# INSTRUÇÃO ESCRITA 1:
Transcreva na íntegra, sem qualquer alteração, o texto sobre os eleitores de Bolsonaro apresentado a seguir.

----

Há, ainda, aqueles que, com convicto ódio ao Partido dos Trabalhadores, preferem qualquer coisa, inclusive um candidato que defende abertamente a tortura e já se pronunciou publicamente diversas vezes ofendendo pessoas homoafetivas, mulheres e negros. Contudo, há uma parcela do eleitorado – alguns dos quais encontram-se no grupo supracitado – para qual a luta é pedagógica. E agora, no segundo turno, será o momento de investir nessa luta.
Bolsonaro angaria votos por apresentar saídas fáceis para problemas complexos, sendo talvez a liberação do porte de armas e sua ênfase na exacerbação do punitivismo os exemplos mais expressivos. A violência urbana, vale lembrar, afeta sobretudo os pobres: aqueles que não tem automóvel particular, que transitam a pé de suas casas até os pontos de ônibus. Com seu discurso emocionado, inconsistente tecnicamente – maior punição e liberação do porte de armas, ao contrário do que se imagina, aumenta a violência e a insegurança – e quase que messiânico, Bolsonaro captura parcela do eleitorado. Associado a isso, está o fato de criar um Brasil que não existe, misturando ”ideologia de gênero”, ”Venezuela” e ”corrupção” para criar um cenário apocalíptico em que ele, empunhando um fuzil, se propõe enfrentar. Por fim, a cultura política personalista que enxerga o Governo Federal como resultante da vontade de um sujeito e não de um complexo arranjo político-institucional também fortaleceu Bolsonaro. A associação desses fatores e de um cenário econômico produtor de profunda insatisfação popular fez com que um conjunto de pessoas que historicamente não se importavam tanto com o debate político, passassem a ver em Bolsonaro uma saída para crise econômica e política da qual o Brasil enfrenta.

----

# INSTRUÇÃO ESCRITA 2:
Reproduza sem alterações, dentre os registros, as linhas que começam na que contém "Pick-planner input: for every instance of the concrete floor" e vão até a que contém "point(269, 225)", incluindo ambas e nada mais.

----

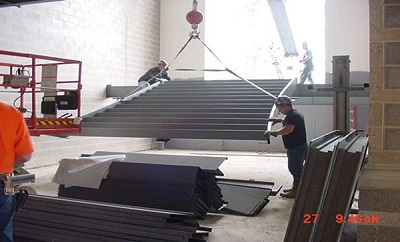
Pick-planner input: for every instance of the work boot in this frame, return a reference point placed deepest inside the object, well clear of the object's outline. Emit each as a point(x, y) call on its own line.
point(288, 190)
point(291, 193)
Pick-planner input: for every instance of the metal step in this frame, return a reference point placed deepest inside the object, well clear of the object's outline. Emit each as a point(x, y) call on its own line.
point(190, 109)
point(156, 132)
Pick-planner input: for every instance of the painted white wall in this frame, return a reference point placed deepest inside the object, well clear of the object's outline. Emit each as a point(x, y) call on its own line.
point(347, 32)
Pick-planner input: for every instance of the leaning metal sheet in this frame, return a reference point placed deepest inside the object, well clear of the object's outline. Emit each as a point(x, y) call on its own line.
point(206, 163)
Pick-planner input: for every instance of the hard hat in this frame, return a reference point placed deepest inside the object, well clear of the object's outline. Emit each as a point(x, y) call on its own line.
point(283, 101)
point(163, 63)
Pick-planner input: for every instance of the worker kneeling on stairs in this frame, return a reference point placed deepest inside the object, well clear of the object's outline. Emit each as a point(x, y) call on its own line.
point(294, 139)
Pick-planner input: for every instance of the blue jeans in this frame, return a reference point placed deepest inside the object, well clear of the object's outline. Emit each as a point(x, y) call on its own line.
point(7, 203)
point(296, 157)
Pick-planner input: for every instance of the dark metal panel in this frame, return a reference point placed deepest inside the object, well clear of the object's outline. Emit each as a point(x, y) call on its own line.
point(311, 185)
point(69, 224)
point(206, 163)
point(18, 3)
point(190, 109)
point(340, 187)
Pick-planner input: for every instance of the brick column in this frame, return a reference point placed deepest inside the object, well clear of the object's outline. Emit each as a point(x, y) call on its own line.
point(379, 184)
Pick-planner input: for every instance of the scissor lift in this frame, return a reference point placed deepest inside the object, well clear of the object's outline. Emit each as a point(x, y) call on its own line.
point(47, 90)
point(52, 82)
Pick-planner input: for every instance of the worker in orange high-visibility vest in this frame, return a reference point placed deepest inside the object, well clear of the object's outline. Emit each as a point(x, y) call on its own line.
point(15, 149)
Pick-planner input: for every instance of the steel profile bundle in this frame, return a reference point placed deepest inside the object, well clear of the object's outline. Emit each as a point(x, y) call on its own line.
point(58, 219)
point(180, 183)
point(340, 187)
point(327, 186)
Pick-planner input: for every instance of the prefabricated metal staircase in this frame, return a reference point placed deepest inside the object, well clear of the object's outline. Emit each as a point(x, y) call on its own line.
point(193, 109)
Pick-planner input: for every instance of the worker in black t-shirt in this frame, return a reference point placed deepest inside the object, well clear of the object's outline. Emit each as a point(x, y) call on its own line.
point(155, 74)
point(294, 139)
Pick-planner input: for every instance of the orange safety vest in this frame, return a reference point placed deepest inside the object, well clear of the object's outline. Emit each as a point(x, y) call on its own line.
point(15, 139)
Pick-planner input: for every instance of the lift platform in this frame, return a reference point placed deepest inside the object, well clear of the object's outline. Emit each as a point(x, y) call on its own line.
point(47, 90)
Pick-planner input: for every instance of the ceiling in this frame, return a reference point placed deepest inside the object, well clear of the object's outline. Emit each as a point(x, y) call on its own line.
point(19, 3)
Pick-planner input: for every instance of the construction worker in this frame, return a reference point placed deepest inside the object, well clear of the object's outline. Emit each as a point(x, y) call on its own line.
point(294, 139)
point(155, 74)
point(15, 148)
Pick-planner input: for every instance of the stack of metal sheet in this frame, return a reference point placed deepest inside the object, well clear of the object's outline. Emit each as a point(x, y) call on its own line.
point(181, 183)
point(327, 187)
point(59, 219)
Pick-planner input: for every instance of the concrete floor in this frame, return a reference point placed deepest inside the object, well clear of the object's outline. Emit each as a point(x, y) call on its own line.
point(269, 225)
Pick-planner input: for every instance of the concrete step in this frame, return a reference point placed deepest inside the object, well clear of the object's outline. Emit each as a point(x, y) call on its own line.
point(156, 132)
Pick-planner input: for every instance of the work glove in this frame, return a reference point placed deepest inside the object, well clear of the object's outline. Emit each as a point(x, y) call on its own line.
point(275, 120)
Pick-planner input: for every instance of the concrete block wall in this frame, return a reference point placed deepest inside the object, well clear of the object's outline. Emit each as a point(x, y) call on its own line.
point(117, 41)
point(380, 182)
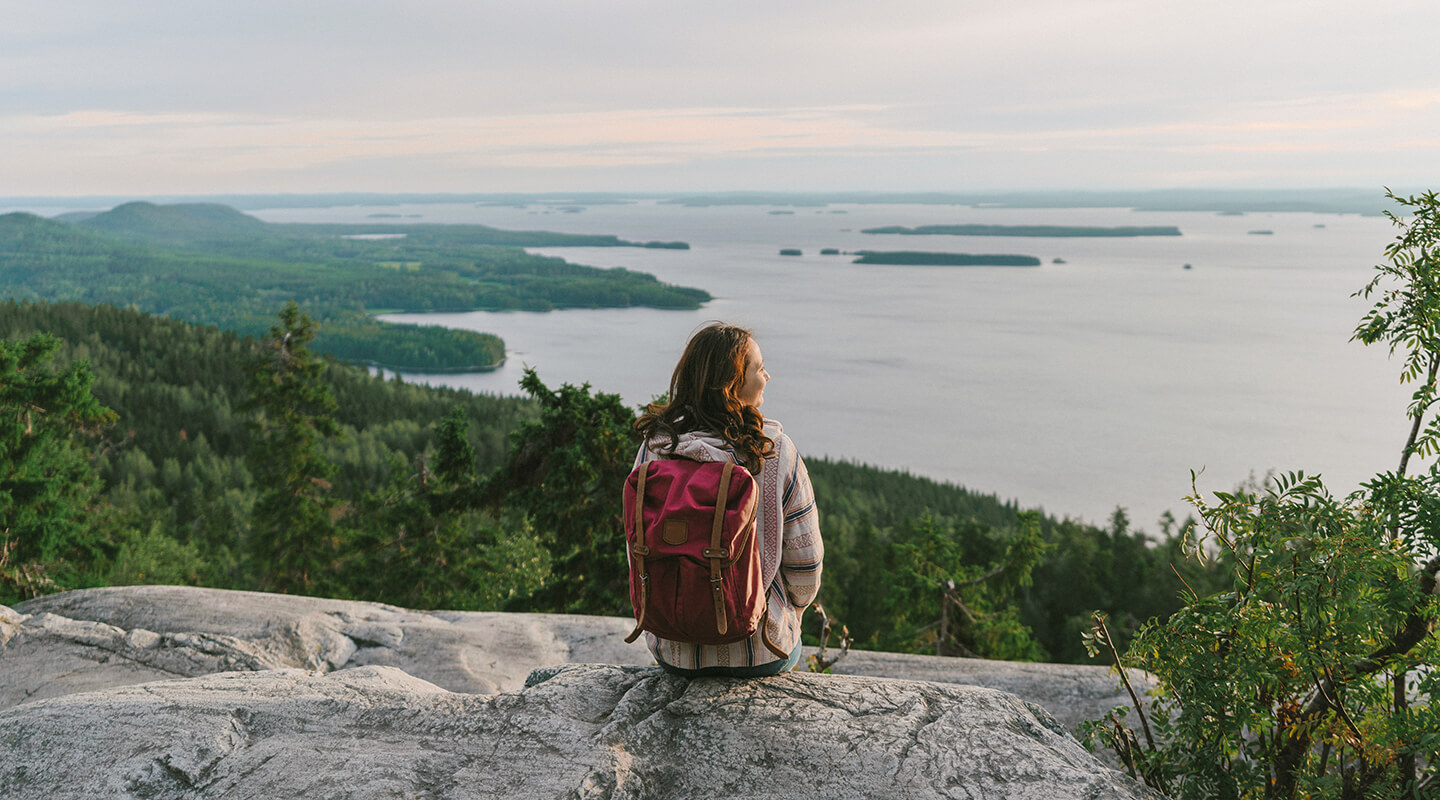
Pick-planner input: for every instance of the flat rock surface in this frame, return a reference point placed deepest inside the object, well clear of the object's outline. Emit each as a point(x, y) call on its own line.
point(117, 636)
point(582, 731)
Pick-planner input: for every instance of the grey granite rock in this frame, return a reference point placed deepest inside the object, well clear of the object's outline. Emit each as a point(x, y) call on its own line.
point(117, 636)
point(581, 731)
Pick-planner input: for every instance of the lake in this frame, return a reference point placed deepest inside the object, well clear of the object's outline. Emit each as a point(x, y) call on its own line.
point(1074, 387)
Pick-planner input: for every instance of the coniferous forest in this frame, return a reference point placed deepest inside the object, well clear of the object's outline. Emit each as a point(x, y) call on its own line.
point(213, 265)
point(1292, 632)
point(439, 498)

----

# RESPOSTA 1:
Há, ainda, aqueles que, com convicto ódio ao Partido dos Trabalhadores, preferem qualquer coisa, inclusive um candidato que defende abertamente a tortura e já se pronunciou publicamente diversas vezes ofendendo pessoas homoafetivas, mulheres e negros. Contudo, há uma parcela do eleitorado – alguns dos quais encontram-se no grupo supracitado – para qual a luta é pedagógica. E agora, no segundo turno, será o momento de investir nessa luta.
Bolsonaro angaria votos por apresentar saídas fáceis para problemas complexos, sendo talvez a liberação do porte de armas e sua ênfase na exacerbação do punitivismo os exemplos mais expressivos. A violência urbana, vale lembrar, afeta sobretudo os pobres: aqueles que não tem automóvel particular, que transitam a pé de suas casas até os pontos de ônibus. Com seu discurso emocionado, inconsistente tecnicamente – maior punição e liberação do porte de armas, ao contrário do que se imagina, aumenta a violência e a insegurança – e quase que messiânico, Bolsonaro captura parcela do eleitorado. Associado a isso, está o fato de criar um Brasil que não existe, misturando ”ideologia de gênero”, ”Venezuela” e ”corrupção” para criar um cenário apocalíptico em que ele, empunhando um fuzil, se propõe enfrentar. Por fim, a cultura política personalista que enxerga o Governo Federal como resultante da vontade de um sujeito e não de um complexo arranjo político-institucional também fortaleceu Bolsonaro. A associação desses fatores e de um cenário econômico produtor de profunda insatisfação popular fez com que um conjunto de pessoas que historicamente não se importavam tanto com o debate político, passassem a ver em Bolsonaro uma saída para crise econômica e política da qual o Brasil enfrenta.

# RESPOSTA 2:
Pick-planner input: for every instance of the concrete floor in this frame, return a reference point placed deepest inside the object, well clear of the object's outline. Emit each as a point(x, y) call on its own line.
point(269, 225)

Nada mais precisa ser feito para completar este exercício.